[INSTRUCTIONS TO FOLLOW]:
Collect every line in the records below that contains the word "trunk".

[RECORDS SUPPLIED]:
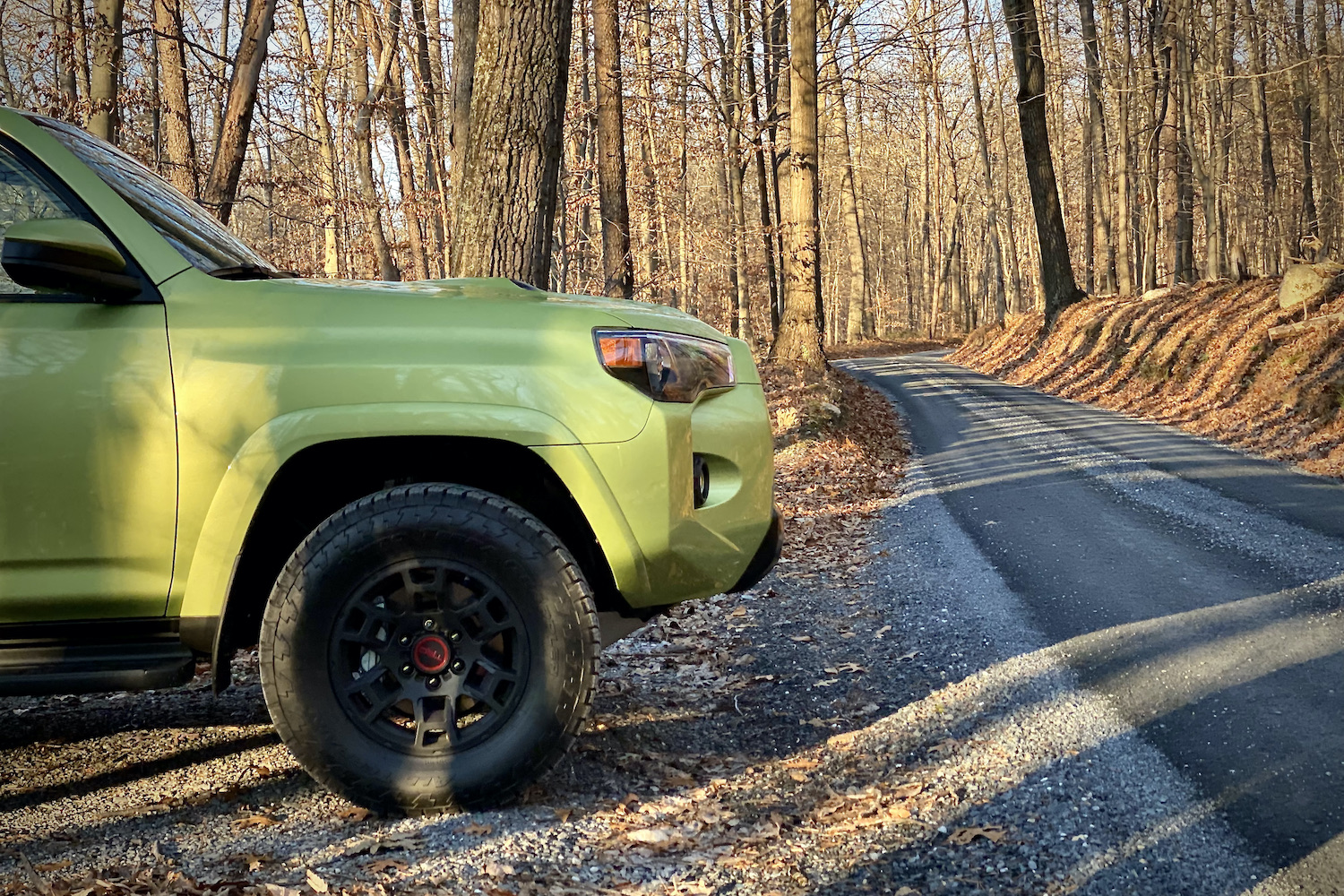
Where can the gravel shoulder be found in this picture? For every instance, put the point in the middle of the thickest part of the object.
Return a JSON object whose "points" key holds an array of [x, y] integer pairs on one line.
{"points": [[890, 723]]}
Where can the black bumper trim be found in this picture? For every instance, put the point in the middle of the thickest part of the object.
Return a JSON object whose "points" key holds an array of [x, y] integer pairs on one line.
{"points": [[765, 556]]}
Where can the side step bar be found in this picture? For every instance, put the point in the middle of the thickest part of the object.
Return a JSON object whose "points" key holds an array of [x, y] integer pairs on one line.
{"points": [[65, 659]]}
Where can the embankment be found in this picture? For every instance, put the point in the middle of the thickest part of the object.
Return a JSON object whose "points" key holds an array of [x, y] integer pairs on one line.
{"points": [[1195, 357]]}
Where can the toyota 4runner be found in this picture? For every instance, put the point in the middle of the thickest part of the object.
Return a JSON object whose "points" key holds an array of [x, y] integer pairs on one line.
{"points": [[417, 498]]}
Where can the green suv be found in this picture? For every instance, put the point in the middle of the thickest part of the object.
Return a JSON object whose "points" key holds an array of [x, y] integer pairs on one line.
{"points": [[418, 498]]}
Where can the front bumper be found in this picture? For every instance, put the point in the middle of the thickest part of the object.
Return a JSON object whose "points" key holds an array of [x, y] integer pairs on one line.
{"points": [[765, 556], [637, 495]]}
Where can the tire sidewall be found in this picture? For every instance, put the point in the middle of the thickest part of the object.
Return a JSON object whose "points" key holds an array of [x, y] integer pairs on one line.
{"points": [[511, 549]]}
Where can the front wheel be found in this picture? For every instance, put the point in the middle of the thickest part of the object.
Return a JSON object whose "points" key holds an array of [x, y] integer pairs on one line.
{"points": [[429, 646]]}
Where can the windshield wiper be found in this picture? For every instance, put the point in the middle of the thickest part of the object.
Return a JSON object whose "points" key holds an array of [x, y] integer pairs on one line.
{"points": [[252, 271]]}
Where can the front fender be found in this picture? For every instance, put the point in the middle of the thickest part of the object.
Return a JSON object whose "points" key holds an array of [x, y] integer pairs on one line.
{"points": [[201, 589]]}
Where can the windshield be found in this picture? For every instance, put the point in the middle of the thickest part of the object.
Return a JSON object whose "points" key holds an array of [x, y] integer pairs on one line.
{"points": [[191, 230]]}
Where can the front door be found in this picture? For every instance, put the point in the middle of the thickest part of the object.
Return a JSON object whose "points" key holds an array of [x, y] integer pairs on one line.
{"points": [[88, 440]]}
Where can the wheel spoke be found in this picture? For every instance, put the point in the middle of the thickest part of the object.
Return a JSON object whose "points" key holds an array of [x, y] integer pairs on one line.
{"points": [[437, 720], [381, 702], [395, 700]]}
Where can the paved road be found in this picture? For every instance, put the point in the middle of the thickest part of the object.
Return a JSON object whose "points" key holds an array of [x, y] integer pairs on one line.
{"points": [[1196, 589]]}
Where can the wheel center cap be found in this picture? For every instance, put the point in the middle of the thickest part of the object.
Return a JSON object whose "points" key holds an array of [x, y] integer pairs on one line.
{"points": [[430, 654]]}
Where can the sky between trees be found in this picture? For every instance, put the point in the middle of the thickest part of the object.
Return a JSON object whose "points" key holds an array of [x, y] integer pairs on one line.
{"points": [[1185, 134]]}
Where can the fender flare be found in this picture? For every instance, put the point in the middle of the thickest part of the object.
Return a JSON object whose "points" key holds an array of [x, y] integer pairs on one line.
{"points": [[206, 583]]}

==

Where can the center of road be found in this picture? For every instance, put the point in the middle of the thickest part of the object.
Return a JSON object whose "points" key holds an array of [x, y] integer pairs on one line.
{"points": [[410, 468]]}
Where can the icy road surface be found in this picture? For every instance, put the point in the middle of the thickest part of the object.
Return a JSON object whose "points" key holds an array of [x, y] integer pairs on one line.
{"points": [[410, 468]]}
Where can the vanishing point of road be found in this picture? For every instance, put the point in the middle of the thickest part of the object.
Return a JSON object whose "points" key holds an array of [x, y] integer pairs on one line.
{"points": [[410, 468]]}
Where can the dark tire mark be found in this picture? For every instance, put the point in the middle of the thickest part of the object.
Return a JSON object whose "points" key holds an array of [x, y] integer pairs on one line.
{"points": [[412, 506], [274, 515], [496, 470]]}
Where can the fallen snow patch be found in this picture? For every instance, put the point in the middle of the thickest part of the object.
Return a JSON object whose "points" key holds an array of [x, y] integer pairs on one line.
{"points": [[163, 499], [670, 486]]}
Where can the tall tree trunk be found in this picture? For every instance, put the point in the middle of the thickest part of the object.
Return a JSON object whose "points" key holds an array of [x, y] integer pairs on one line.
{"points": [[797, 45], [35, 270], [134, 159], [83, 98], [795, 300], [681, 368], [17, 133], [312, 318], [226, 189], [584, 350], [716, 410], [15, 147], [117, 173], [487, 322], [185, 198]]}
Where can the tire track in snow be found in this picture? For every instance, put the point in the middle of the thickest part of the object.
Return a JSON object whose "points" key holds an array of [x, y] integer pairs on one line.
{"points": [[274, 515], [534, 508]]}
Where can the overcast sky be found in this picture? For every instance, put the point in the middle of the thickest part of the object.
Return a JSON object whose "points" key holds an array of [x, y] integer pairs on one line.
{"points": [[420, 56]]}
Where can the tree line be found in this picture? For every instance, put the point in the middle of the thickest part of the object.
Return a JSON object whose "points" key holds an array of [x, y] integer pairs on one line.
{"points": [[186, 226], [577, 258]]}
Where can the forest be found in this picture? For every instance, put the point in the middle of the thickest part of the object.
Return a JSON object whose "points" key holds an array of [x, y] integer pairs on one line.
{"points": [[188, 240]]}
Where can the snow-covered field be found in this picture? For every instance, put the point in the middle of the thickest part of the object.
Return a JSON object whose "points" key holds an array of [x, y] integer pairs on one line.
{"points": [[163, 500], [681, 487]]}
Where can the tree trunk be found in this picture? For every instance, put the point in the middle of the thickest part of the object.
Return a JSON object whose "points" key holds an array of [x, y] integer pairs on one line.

---

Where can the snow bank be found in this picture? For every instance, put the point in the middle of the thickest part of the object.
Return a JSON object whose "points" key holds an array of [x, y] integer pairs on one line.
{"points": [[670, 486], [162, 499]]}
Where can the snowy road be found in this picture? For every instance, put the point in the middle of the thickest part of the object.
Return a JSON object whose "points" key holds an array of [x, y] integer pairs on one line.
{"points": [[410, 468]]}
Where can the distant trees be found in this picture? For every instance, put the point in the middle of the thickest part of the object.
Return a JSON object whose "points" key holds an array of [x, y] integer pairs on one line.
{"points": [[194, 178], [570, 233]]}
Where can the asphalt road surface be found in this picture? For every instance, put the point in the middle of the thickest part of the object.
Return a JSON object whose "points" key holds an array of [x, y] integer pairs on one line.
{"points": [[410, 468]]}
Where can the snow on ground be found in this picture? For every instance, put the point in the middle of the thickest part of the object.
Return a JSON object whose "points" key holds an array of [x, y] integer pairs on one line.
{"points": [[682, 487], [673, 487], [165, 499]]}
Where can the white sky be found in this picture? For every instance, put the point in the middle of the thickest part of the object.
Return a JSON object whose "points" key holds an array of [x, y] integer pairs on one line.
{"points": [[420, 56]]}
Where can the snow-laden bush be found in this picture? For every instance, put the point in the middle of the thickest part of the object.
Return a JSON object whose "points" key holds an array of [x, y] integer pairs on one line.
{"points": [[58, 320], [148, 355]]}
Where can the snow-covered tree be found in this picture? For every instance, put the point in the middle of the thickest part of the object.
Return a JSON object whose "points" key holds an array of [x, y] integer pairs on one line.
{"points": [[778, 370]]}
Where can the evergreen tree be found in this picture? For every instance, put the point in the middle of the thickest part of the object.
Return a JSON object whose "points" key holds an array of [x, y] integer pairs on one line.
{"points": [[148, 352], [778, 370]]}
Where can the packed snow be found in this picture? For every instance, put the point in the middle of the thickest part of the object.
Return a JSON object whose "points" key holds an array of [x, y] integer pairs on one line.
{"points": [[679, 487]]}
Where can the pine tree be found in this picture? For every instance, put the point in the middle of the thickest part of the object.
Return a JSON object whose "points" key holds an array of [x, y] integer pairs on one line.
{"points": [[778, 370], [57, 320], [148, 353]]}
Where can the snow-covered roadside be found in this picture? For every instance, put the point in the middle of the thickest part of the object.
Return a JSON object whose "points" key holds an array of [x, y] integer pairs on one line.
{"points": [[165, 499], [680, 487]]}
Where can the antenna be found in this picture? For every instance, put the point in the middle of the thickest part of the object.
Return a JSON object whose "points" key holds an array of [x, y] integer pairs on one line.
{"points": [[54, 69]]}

[TASK RESULT]:
Where can the tall tree trunk be found in this picture? For every instance, put the point in the middle of the thickest part of the object.
Where can the tree trunk be found in this picture? For every instance, put the point in the middle of the thickest part of the object.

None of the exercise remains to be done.